PARTS OF THE EXERCISE ▸
**1.** Using the prison account below, decide whether each statement agrees with it. (a) The prison guards themselves stopped the exercises. (b) The exercises and recitation of the Fa continued despite torture. (c) Whenever human feelings were overcome, the evil beings laughed loudly. For each, answer yes or no and quote the words of the account that decide it.
**2.** Turn the paragraph of the prison account below that begins "I kept master's words in my mind" into a short bulleted list that keeps its main facts.

=== SOURCE PASSAGE ===

I kept master's words in my mind: 'When one's heart is unmoved, he can command everything.' No matter how I was tortured, I still persisted in practicing the exercises and recited the Fa everyday. No prison guard could prevent me, and so they asked the other prisoners to do it. Both soft and hard, they used many methods to torture me. I always endured these with great compassion and tolerance, and I never became upset. At these times, in another dimension, my body emitted countless Faluns to clean and rectify the environment. Everyone was amazed and moved because they experienced the majesty of a Dafa disciple. At the end, the evil beings were afraid of me when they saw me; I handled all the police officers and defeated their evil.

Whenever my human heart arose, whenever I felt bitter, unbearably miserable, missing my daughter, or missing my home, I saw, in another dimension, Jiang Zemin laughing loudly. Whenever I overcame my human heart’s feelings, in the other dimension the evil beings’ faces were crazily furious.

=== DATA SECTION ===

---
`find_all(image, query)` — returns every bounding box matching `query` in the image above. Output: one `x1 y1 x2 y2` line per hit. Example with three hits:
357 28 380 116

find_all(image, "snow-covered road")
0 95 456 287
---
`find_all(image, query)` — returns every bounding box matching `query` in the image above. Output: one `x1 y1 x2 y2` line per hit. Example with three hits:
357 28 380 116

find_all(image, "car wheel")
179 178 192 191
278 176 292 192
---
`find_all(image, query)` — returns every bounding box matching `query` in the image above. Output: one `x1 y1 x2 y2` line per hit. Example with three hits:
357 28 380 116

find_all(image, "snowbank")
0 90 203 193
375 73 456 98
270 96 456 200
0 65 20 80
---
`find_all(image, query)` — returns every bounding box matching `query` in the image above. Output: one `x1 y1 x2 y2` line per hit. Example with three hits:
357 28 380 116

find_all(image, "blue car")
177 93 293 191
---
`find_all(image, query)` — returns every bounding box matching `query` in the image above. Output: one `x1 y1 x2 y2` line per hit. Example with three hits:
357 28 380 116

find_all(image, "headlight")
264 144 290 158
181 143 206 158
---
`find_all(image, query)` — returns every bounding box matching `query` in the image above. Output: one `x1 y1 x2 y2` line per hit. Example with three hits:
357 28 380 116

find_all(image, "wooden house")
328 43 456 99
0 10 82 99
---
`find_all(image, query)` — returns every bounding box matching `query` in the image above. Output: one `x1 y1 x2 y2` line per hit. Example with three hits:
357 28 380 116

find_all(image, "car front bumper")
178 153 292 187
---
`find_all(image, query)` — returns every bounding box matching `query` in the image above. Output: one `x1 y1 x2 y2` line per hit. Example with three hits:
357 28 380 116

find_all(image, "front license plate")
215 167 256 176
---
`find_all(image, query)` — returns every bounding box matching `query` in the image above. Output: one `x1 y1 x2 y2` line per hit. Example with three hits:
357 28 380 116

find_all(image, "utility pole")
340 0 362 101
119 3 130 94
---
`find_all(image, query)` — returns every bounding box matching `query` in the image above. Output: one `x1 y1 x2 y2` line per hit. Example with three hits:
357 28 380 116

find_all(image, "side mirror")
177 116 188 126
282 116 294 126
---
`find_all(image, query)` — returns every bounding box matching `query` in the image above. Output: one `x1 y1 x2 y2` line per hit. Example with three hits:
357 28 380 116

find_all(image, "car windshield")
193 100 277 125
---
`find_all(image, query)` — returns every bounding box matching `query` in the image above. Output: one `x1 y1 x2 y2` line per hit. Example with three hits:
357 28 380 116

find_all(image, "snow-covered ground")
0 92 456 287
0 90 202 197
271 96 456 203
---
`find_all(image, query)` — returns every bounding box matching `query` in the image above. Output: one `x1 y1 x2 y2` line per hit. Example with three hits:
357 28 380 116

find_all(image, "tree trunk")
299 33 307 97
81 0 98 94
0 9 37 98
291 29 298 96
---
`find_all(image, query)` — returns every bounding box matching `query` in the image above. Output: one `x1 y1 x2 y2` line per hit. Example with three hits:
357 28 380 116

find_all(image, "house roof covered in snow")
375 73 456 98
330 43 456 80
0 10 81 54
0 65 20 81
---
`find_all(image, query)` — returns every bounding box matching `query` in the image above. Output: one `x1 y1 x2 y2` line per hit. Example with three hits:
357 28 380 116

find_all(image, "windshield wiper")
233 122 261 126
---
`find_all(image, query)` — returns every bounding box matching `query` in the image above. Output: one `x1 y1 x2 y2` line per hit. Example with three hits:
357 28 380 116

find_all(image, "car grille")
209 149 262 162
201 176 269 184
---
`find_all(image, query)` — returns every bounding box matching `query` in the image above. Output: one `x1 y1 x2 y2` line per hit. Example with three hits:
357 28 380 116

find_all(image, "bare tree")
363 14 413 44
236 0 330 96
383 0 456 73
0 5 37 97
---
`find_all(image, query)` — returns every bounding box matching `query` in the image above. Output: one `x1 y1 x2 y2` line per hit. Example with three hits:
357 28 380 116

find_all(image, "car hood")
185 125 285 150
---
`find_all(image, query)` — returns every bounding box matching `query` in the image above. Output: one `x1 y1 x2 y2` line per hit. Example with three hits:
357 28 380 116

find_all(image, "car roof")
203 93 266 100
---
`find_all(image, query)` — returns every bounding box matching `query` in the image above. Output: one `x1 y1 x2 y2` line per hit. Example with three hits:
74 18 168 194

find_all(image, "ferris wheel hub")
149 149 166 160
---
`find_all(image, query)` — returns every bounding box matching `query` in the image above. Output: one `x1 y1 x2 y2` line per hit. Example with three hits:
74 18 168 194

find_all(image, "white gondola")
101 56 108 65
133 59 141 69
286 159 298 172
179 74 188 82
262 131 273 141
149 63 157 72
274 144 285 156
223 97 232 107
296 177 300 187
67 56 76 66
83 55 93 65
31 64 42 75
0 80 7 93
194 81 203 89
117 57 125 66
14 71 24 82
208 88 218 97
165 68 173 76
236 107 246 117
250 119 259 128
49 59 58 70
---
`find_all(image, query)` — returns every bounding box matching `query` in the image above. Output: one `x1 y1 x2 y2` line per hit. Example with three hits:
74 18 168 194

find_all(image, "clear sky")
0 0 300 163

===

ANSWERS TO THE PROBLEMS ▸
**1.**
(a) No. "No prison guard could prevent me, and so they asked the other prisoners to do it."
(b) Yes. "No matter how I was tortured, I still persisted in practicing the exercises and recited the Fa everyday."
(c) No. "Whenever I overcame my human heart’s feelings, in the other dimension the evil beings’ faces were crazily furious."

**2.**
- I held to master's words: "When one's heart is unmoved, he can command everything."
- Despite torture, I kept practicing the exercises and reciting the Fa every day.
- The guards could not stop me, so they had other prisoners try, using both soft and hard methods of torture.
- I endured it all with compassion and tolerance and never became upset.
- In another dimension, my body emitted countless Faluns that cleaned and rectified the environment.
- Everyone was amazed and moved by the majesty of a Dafa disciple.
- In the end, the evil beings feared me, and I handled all the police officers and defeated their evil.